The input —
........

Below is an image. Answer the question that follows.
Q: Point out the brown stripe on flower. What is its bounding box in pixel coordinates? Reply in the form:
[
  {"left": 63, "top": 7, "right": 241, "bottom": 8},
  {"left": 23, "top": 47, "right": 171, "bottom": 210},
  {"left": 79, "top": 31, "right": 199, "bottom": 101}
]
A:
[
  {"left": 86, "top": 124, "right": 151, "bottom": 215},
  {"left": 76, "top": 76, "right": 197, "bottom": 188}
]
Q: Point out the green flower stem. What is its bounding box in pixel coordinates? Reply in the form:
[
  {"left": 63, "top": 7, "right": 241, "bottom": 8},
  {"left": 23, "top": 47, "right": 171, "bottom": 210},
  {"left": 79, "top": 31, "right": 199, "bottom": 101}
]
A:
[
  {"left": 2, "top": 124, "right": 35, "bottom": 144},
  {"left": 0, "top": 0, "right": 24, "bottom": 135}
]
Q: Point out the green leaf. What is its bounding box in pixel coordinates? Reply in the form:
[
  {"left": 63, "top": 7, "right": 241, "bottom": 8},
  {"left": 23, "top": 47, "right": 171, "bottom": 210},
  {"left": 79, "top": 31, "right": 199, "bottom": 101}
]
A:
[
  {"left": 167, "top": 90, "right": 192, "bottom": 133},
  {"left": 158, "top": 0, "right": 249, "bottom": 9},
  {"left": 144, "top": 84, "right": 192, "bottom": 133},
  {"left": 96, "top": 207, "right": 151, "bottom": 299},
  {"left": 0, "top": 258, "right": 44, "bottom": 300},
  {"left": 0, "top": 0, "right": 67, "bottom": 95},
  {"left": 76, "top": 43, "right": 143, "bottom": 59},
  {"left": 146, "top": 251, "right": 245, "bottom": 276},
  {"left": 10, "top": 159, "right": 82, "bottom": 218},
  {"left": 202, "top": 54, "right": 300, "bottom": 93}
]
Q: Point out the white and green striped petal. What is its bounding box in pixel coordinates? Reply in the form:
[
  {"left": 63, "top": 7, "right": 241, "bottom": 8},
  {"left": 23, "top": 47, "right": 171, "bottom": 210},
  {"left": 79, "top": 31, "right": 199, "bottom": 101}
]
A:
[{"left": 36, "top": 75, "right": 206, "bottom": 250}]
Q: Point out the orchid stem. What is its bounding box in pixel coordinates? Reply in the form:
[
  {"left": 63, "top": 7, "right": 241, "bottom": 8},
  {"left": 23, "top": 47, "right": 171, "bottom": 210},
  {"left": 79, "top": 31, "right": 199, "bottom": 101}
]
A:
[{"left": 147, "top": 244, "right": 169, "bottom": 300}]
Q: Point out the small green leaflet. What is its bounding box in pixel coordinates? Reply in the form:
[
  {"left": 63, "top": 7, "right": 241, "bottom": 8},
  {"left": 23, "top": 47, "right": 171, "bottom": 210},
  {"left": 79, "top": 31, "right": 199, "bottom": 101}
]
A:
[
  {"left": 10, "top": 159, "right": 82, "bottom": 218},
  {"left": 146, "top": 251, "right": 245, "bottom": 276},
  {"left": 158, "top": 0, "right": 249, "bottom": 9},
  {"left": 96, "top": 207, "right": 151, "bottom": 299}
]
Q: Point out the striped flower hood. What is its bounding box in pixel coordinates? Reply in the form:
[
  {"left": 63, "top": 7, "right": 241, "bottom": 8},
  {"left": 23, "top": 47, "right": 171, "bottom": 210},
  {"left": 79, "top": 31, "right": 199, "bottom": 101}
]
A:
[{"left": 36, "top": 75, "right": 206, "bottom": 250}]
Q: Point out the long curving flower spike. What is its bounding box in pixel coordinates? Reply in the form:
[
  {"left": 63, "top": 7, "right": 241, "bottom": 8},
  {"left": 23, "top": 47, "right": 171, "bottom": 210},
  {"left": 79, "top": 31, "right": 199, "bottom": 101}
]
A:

........

Challenge — Quote the data word for word, starting at the line that contains "Q: Point out the long" and ending with the last line of the data, both included.

Task solution —
Q: Point out the long curving flower spike. What is its bounding box in pixel coordinates? Reply in the form:
[
  {"left": 63, "top": 7, "right": 241, "bottom": 8},
  {"left": 23, "top": 47, "right": 171, "bottom": 210},
  {"left": 79, "top": 31, "right": 199, "bottom": 101}
]
A:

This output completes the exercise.